[Your instructions] Rewrite the records below as a numbered list, one line per item, skipping any blank lines and leaving out the pictures.

--- Begin ---

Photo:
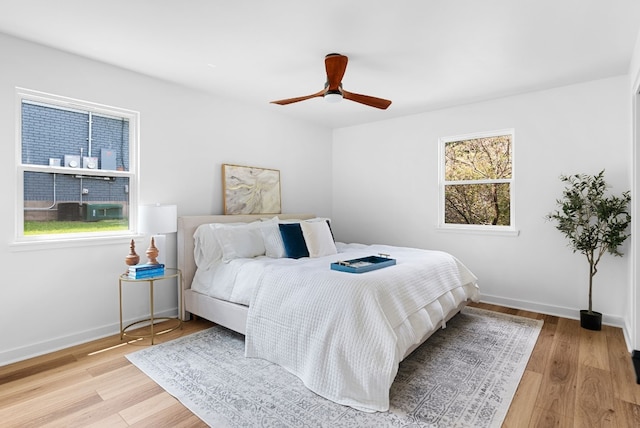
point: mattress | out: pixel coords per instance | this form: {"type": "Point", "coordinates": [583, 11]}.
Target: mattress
{"type": "Point", "coordinates": [343, 334]}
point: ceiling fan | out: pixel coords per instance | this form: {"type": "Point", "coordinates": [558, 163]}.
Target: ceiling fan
{"type": "Point", "coordinates": [336, 65]}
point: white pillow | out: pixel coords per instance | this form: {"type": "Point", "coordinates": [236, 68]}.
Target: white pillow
{"type": "Point", "coordinates": [241, 241]}
{"type": "Point", "coordinates": [318, 237]}
{"type": "Point", "coordinates": [206, 250]}
{"type": "Point", "coordinates": [273, 244]}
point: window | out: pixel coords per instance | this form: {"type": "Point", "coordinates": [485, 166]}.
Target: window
{"type": "Point", "coordinates": [477, 186]}
{"type": "Point", "coordinates": [76, 168]}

--- End ---

[Task response]
1. Photo:
2. point: mattress | out: pixel coords per instance | this form: {"type": "Point", "coordinates": [583, 11]}.
3. Target: mattress
4. {"type": "Point", "coordinates": [343, 334]}
5. point: ceiling fan | out: pixel coords per instance | this form: {"type": "Point", "coordinates": [558, 163]}.
6. Target: ceiling fan
7. {"type": "Point", "coordinates": [336, 65]}
8. point: white pillow | out: pixel coords per instance | this form: {"type": "Point", "coordinates": [236, 68]}.
9. Target: white pillow
10. {"type": "Point", "coordinates": [241, 241]}
11. {"type": "Point", "coordinates": [318, 237]}
12. {"type": "Point", "coordinates": [206, 250]}
13. {"type": "Point", "coordinates": [273, 244]}
14. point: window | out: pixel coords per instance | this form: {"type": "Point", "coordinates": [485, 166]}.
15. Target: window
16. {"type": "Point", "coordinates": [477, 186]}
17. {"type": "Point", "coordinates": [76, 168]}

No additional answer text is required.